• **What you are asked to do**
Copy out every line from the one containing "instance of the sky" through the end of the items, including both of those lines and the requests, and offset each point coordinate in the answers by adding 130 to it.

• **The data**
___
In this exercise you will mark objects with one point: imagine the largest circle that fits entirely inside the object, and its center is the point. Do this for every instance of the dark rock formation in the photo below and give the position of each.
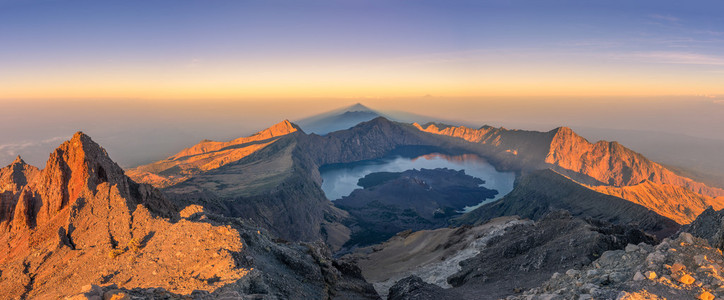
(413, 288)
(527, 255)
(81, 222)
(409, 200)
(674, 269)
(709, 225)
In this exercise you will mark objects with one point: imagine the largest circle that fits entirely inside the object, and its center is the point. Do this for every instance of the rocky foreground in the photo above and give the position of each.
(81, 229)
(683, 268)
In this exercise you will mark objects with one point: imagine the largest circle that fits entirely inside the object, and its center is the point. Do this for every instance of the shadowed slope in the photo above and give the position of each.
(607, 163)
(683, 210)
(81, 211)
(13, 179)
(539, 192)
(207, 155)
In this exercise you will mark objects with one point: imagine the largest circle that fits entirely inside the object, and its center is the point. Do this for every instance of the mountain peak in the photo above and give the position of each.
(282, 128)
(358, 107)
(18, 160)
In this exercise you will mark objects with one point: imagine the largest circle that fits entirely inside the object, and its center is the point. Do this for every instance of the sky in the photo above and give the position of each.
(147, 78)
(252, 49)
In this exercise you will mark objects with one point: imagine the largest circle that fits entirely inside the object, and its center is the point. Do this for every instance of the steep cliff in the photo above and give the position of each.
(671, 201)
(84, 229)
(540, 192)
(13, 178)
(600, 163)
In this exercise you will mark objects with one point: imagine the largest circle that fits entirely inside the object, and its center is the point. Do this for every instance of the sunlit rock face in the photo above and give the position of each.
(677, 203)
(83, 229)
(606, 167)
(81, 221)
(207, 155)
(683, 268)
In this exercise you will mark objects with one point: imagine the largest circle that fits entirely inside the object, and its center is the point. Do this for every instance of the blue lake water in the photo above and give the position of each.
(340, 180)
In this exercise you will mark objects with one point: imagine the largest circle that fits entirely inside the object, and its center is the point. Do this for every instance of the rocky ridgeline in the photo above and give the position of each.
(683, 268)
___
• **Finished answer**
In this exercise you will mark objects with one point: imagine the largest circle that fits entirely inside the object, and its center is the point. Do this for every instance of the sky in the photo above and give the position of each.
(277, 208)
(382, 179)
In this exercise you will mark objects with one point: imagine the largest circle that fits entirely inside the object, and its center is the point. Do this for every instance of the steep cliff in the photo above and give the position of each.
(801, 331)
(214, 359)
(670, 322)
(143, 308)
(730, 293)
In this exercise you will mark objects with one point: imagine the largest circle that fits entirely inside the object, and its center is the point. Do this for every instance of the sunlit rock face in the photo above and give the position of each.
(807, 333)
(213, 359)
(736, 297)
(211, 351)
(337, 285)
(813, 398)
In this exercise you will mark objects with one point: imagine the largest circle that fits entirely inside the object, and its center is the point. Do this for every instance of the blue lake water in the photo above and give the position of each.
(470, 310)
In this exercise you will mark objects with one point: imagine the largest circle that fits entirely inside the object, and its center is the point. Do this for every instance of the rocky ridgeline in the photo above and give the position of each.
(813, 398)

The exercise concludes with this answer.